= WORK ORDER =
All of the entries need to be written out again, exactly as they are.

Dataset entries
· · · ·

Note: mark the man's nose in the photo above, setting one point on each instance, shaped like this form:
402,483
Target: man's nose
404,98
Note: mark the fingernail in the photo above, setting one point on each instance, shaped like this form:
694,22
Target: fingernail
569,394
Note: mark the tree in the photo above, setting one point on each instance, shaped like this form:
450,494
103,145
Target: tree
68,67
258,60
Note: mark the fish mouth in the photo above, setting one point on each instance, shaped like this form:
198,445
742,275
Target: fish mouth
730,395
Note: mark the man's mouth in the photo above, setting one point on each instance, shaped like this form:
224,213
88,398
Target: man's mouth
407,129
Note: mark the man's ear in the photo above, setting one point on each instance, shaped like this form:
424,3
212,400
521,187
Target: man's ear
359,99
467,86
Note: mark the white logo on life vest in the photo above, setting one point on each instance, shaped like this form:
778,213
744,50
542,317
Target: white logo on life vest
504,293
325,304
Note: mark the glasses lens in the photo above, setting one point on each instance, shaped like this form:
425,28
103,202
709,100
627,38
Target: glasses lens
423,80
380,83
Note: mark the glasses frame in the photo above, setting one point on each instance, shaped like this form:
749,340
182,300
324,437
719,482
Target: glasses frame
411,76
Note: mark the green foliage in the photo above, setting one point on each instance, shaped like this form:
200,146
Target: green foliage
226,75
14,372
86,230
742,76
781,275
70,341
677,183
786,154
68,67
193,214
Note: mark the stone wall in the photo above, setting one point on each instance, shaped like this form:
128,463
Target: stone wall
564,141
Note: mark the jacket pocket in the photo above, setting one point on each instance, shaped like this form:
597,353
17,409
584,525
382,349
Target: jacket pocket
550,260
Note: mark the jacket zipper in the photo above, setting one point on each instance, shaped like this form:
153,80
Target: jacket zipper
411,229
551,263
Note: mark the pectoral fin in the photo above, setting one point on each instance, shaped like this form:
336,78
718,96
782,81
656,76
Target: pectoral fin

· · · ·

= SOLVED EXERCISE =
Note: mark the man's nose in the photo above, setting one point on each instance, shaped like this form:
402,483
Target: man's nose
404,98
Note: mark the fingernail in the photo above, setting one point on each instance, shaped like this form:
694,22
Target: fingernail
569,394
Note: mark the tree in the photo above, setting one point on each instance, shaped like this form:
450,494
103,145
Target: tree
68,67
258,60
Note: mark the fish mouth in the photo above, setting one point on each instance, shaped like this form:
198,445
742,275
Target: fish mouth
730,395
Note: mark the man's mouth in the photo above, setting one point on each instance, shaped like this form:
224,213
88,398
Target: man's mouth
407,129
Note: mark the man's ear in the photo above, setting one point on each instance, shaped like this form:
424,3
212,400
521,187
Target: man's ear
359,99
467,86
Note: mark the white logo on life vest in the photo above, setting one point on each instance, shaped like this form:
778,213
744,50
542,317
Target: white logo on life vest
504,293
325,304
Note: mark the glasses lens in the photo above, setting one point on each instance, shaped like this form:
425,28
103,202
709,100
627,38
Target: glasses lens
423,80
380,83
Note: mark the glasses frame in the photo above, setting one point on each instance, shaped like this form:
749,340
182,300
324,437
719,482
Target: glasses frame
411,76
Note: mark the green foliage in the photo above, setting one point on each instance, shaped like this form:
200,146
Target: green foliage
226,75
14,372
86,230
742,76
781,275
70,341
677,183
786,154
68,67
193,214
Note: mark the stone wall in the photo above, setting one point on each instance, shaped like this form:
128,463
Target: stone wall
564,141
Note: mark the jacket pocket in the photo above, setting one point on each instance, shaped like this form:
597,353
17,409
584,525
382,349
Target: jacket pocket
550,260
Note: mark the jacket zipper in the photo above, setting one point on each instance, shaped like this form:
153,80
Target: jacket zipper
411,229
551,263
Note: mark the pectoral fin in the photo above, setting one point on each instance, shaped like this form:
336,78
718,96
782,81
656,76
Target: pectoral fin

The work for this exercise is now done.